_What is needed:_
Work out how many lines of the listing hold the string "coords", then answer with that number and nothing else.
****************
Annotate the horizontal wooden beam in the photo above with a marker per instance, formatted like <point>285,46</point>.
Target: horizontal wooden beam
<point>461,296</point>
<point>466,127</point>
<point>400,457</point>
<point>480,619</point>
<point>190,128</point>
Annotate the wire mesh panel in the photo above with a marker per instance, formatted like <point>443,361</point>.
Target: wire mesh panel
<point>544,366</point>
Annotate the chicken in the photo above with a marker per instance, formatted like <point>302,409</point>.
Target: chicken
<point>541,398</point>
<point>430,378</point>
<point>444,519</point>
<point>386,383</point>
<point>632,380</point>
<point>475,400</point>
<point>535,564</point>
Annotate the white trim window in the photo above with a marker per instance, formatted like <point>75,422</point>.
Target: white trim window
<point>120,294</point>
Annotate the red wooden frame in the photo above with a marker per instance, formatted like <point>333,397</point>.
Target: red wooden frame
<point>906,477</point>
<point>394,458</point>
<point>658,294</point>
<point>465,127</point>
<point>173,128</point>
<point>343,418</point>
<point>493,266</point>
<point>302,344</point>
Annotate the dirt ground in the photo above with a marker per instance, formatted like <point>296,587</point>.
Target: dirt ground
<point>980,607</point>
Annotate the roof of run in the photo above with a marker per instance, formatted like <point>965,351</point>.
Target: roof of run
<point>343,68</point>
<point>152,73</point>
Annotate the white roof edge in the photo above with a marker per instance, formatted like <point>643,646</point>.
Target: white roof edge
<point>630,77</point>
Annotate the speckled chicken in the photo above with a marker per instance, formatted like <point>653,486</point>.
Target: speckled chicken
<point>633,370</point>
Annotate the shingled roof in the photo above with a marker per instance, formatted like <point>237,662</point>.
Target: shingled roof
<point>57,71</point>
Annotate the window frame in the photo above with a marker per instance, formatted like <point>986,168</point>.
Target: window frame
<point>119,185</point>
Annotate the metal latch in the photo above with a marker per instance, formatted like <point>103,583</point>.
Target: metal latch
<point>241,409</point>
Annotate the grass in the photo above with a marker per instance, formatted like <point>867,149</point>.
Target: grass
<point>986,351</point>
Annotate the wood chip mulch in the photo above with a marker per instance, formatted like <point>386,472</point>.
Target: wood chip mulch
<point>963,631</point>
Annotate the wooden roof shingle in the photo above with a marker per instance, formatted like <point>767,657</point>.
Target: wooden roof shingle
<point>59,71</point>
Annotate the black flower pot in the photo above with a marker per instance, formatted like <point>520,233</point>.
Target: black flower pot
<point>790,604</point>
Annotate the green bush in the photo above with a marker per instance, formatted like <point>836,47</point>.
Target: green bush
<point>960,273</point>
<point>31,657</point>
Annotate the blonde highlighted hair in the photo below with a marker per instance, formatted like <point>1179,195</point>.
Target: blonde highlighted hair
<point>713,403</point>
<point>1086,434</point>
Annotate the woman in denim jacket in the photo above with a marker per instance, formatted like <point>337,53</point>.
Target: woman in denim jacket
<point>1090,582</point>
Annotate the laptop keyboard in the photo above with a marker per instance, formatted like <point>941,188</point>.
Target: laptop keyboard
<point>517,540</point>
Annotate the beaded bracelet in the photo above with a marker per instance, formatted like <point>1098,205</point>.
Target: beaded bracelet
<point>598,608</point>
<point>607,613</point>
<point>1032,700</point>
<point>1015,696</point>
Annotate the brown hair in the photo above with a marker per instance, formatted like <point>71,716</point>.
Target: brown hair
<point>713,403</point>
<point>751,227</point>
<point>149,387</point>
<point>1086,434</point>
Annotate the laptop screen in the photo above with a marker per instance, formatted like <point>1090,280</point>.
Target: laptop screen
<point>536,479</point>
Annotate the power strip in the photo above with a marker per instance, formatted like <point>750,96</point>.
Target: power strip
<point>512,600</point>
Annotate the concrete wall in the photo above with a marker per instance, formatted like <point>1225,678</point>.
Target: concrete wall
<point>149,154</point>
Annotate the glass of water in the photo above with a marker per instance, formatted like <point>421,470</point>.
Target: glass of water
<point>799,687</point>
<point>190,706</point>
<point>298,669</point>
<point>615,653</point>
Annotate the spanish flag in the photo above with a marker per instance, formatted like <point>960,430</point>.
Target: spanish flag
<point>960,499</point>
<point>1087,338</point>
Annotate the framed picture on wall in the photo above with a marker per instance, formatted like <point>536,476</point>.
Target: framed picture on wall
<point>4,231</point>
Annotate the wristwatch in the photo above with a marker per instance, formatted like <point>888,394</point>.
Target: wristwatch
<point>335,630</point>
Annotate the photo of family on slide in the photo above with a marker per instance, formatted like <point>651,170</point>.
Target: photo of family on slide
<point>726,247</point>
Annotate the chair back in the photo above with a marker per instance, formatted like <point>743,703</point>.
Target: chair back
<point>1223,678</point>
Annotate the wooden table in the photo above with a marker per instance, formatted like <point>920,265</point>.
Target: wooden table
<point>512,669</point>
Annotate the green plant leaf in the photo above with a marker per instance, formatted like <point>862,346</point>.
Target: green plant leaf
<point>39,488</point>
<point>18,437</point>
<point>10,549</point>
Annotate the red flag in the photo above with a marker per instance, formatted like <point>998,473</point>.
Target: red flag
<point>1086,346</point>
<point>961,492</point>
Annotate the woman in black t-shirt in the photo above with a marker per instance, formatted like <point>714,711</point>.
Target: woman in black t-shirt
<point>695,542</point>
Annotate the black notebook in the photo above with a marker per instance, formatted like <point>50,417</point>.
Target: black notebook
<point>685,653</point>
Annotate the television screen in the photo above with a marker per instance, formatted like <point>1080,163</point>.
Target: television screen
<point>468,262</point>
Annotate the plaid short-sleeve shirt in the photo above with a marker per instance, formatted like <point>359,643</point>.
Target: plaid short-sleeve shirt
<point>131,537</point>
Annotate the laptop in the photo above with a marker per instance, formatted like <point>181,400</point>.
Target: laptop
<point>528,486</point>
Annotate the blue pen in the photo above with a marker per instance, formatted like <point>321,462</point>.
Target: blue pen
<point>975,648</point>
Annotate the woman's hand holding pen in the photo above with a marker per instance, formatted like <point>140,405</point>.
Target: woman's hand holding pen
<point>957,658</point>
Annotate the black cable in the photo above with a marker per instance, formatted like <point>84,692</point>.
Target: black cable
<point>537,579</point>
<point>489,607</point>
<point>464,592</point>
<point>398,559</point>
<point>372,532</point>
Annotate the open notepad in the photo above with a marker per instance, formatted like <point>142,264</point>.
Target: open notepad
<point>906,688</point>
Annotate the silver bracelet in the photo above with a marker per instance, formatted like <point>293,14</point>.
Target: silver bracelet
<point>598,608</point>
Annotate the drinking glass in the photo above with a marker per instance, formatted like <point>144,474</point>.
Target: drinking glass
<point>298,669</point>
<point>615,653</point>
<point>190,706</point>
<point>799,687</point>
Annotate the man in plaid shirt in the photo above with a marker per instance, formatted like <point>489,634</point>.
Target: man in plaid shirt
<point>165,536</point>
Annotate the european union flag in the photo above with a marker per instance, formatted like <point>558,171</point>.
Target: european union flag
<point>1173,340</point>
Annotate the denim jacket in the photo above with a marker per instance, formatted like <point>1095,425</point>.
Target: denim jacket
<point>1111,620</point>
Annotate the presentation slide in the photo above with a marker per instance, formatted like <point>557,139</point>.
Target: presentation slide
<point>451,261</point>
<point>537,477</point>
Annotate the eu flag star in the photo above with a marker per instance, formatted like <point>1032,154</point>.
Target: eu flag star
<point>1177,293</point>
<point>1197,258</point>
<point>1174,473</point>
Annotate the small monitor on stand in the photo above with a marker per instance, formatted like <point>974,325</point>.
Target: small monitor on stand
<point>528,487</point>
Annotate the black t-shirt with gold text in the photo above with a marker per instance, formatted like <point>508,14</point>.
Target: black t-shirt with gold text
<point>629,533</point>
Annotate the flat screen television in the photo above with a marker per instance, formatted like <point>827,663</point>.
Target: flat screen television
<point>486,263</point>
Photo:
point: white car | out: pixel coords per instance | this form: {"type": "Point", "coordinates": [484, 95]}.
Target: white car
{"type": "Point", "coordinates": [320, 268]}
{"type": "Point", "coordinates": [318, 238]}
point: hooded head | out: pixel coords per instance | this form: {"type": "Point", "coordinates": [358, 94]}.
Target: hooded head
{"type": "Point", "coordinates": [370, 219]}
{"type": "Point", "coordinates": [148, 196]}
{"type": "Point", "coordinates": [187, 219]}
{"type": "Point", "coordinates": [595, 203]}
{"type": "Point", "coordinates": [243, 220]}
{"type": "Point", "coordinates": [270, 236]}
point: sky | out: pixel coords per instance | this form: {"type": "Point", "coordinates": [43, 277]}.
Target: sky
****************
_Output below:_
3